Start of Block

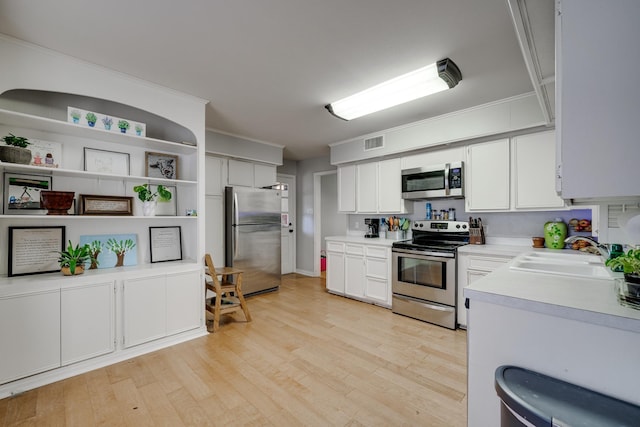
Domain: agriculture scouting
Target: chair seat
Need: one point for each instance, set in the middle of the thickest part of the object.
(228, 291)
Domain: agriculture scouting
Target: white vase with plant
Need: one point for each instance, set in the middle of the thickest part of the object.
(149, 197)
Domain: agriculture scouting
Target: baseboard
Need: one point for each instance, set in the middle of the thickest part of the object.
(306, 273)
(25, 384)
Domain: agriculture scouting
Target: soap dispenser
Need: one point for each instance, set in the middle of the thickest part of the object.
(555, 232)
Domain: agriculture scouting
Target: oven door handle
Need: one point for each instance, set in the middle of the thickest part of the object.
(432, 256)
(424, 303)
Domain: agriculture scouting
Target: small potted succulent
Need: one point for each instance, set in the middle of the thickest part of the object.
(123, 125)
(75, 115)
(15, 150)
(107, 122)
(73, 259)
(91, 119)
(95, 247)
(629, 264)
(120, 248)
(149, 197)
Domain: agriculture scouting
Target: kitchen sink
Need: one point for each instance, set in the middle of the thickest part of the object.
(563, 264)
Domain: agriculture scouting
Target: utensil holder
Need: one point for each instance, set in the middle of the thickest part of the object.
(396, 235)
(476, 236)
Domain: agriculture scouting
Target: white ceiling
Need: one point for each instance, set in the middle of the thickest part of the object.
(268, 67)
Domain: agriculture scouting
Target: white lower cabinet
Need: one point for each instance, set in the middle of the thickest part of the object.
(157, 306)
(378, 274)
(472, 267)
(360, 271)
(184, 302)
(144, 309)
(354, 270)
(30, 331)
(335, 267)
(87, 321)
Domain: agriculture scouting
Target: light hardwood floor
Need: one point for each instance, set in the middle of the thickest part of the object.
(307, 358)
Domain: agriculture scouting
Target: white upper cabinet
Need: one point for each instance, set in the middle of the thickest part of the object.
(249, 174)
(240, 173)
(373, 187)
(367, 185)
(534, 166)
(214, 173)
(347, 188)
(264, 175)
(487, 176)
(598, 98)
(516, 175)
(390, 186)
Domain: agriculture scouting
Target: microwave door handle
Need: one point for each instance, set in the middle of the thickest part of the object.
(447, 190)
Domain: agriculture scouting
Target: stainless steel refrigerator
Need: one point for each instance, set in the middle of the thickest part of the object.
(252, 237)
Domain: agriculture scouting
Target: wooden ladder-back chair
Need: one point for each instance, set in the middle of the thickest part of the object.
(228, 290)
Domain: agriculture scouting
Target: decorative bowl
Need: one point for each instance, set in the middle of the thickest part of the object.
(56, 202)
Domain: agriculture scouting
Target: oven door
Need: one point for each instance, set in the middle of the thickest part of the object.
(425, 277)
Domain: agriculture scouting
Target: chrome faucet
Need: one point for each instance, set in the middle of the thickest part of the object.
(602, 248)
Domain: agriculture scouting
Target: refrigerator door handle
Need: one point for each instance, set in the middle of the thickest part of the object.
(236, 221)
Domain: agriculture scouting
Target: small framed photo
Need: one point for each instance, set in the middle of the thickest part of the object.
(161, 165)
(34, 250)
(169, 208)
(165, 243)
(105, 205)
(103, 161)
(46, 154)
(22, 193)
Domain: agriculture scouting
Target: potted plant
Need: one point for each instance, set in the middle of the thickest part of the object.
(95, 247)
(73, 259)
(91, 119)
(75, 115)
(120, 248)
(16, 150)
(629, 263)
(123, 125)
(149, 198)
(107, 122)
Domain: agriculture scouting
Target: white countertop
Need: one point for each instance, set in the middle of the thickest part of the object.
(587, 300)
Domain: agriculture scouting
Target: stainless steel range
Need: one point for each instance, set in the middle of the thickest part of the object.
(424, 269)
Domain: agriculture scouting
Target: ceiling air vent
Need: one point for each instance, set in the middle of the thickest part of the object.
(373, 143)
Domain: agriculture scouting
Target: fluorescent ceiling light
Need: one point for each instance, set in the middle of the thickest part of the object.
(416, 84)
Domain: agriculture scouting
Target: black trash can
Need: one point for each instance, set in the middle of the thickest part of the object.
(532, 399)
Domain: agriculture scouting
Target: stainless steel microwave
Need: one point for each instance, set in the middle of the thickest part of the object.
(437, 181)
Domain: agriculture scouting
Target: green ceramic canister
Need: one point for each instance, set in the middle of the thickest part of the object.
(554, 234)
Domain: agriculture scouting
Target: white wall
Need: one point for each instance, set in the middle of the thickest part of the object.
(304, 206)
(332, 222)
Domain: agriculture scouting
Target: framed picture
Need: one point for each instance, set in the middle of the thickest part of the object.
(22, 193)
(165, 243)
(161, 165)
(34, 250)
(113, 249)
(104, 161)
(169, 208)
(46, 154)
(105, 205)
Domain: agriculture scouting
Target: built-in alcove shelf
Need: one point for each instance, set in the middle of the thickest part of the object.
(45, 124)
(39, 170)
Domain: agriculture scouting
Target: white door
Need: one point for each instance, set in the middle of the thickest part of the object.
(288, 188)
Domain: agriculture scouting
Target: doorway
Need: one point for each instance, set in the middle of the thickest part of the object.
(287, 186)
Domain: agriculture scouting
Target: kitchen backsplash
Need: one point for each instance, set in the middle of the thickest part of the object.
(497, 224)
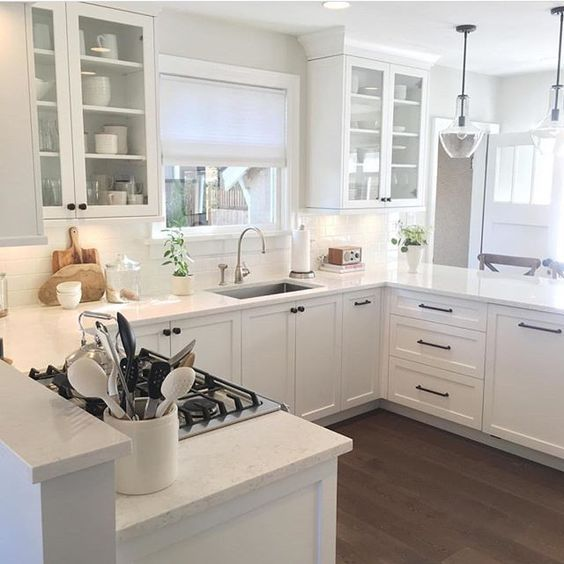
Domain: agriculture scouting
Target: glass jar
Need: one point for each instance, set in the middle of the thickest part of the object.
(123, 280)
(3, 295)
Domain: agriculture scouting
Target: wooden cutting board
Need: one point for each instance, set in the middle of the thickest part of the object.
(90, 275)
(74, 254)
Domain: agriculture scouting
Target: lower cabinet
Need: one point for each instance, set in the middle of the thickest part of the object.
(361, 347)
(524, 392)
(218, 341)
(292, 353)
(438, 392)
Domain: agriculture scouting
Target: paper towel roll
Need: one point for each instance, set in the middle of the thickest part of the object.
(300, 250)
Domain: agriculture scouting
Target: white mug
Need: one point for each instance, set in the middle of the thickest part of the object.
(107, 45)
(106, 143)
(116, 198)
(121, 132)
(42, 36)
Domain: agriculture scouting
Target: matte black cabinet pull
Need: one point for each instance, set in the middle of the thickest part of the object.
(443, 309)
(444, 347)
(536, 328)
(422, 389)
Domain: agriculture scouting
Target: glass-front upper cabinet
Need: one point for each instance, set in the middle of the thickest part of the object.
(406, 174)
(52, 99)
(367, 92)
(112, 76)
(96, 104)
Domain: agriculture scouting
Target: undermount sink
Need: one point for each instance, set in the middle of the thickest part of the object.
(258, 290)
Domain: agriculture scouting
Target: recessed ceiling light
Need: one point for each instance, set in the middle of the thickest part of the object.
(336, 5)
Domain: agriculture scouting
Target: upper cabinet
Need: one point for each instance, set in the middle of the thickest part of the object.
(20, 202)
(366, 132)
(96, 108)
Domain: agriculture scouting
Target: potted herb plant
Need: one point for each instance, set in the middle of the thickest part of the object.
(411, 240)
(175, 253)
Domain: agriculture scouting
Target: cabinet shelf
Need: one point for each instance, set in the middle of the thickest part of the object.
(90, 62)
(406, 102)
(115, 157)
(112, 110)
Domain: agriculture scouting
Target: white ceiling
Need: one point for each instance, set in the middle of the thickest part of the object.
(512, 36)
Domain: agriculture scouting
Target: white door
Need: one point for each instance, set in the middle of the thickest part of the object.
(361, 348)
(524, 383)
(318, 357)
(268, 351)
(218, 343)
(519, 204)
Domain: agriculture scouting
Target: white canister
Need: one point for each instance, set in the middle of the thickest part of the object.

End of Block

**What is required**
Please extract exactly the lines of the data, from the first through the line containing "Target: oven door handle", and add no pictures to the copy.

**Answer box**
Domain: agriculture scouting
Target: chair seat
Need: one point for each instance, set in the middle of the thickest part of the object.
(228, 291)
Domain: agriculture scouting
Target: white vase with plant
Need: one point for each instance, set in the middle of the thickest part of the object.
(149, 197)
Domain: agriculture scouting
Target: baseboard
Need: one point for each instance, set in the middle of the thickest part of the object.
(306, 273)
(25, 384)
Domain: agriculture scouting
Target: soap dispenser
Need: one point for each instance, set in the middle of the thickest part of the object.
(555, 232)
Domain: agriculture scouting
Target: oven door handle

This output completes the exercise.